----- Records for processing

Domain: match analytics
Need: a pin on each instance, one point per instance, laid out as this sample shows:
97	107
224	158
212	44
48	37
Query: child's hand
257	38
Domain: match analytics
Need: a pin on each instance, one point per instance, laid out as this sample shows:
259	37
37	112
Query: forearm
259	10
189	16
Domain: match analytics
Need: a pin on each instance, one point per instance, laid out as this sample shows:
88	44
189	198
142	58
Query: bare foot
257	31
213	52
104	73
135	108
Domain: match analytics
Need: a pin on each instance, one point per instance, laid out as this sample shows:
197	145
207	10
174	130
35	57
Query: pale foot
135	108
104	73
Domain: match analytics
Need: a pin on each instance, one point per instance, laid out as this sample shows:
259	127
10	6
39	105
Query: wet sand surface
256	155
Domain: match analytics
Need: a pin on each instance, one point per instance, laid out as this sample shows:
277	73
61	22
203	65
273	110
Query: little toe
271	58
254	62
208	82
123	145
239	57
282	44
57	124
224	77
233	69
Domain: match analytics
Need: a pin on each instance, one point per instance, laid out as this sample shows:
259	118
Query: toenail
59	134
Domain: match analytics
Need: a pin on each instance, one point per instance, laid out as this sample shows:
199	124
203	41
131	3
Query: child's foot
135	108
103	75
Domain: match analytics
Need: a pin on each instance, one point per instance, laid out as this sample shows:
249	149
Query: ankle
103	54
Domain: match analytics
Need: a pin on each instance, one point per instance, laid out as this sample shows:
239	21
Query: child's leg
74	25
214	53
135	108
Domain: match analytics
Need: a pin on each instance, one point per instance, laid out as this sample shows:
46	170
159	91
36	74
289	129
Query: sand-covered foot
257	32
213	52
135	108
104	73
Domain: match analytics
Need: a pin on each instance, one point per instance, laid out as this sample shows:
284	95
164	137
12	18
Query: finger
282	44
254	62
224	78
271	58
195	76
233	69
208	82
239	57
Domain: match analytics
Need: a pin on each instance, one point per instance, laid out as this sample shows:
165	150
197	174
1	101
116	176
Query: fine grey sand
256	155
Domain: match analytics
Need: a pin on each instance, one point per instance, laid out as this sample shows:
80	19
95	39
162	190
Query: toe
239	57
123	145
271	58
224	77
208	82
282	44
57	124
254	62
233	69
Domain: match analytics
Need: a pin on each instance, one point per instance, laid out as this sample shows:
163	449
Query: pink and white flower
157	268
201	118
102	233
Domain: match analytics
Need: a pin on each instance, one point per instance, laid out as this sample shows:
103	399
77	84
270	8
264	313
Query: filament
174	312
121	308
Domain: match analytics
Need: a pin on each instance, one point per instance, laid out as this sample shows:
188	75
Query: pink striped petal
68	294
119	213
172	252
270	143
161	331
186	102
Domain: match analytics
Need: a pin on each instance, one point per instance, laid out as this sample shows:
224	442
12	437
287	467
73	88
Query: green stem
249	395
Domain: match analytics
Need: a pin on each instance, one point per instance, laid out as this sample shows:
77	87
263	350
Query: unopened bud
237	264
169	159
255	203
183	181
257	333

----------

Please gather every line of the listing above that contains the word "foot", and copy each one unchanged.

*Result of this task*.
Query: bare foot
Query: pale foot
Query: child's foot
Query: sand-covered foot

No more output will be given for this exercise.